**Exercise material:**
** BEGIN **
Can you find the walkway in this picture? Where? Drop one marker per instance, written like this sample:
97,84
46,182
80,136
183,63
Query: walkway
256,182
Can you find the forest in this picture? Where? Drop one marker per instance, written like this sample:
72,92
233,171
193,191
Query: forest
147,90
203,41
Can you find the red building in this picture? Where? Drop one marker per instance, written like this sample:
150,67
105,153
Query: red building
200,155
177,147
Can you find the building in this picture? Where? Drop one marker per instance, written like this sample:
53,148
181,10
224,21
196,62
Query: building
** END **
** BEGIN **
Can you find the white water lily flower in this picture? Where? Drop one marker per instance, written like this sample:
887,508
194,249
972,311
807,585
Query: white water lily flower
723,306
** END **
**Exercise description:** Rewrite every line in the part of the material that opens with the line containing "Can you find the forest" and closes with the line containing "Query: building", both ends included. Shift each coordinate in the answer points by -123, and leave all other lines and numbers unchanged.

**Task response:**
Can you find the forest in this picture? Where? Drop one marker per instance, written like this sample:
72,92
233,171
193,191
Query: forest
24,-33
80,-82
Can you find the red building in this picture? Where? Drop one marker per instance, written like this sample:
150,67
105,153
Query: red building
77,32
54,24
Can you find the building in this picture? Where? Drop one marker per instance, written like this sample:
53,148
181,10
224,21
196,62
Query: building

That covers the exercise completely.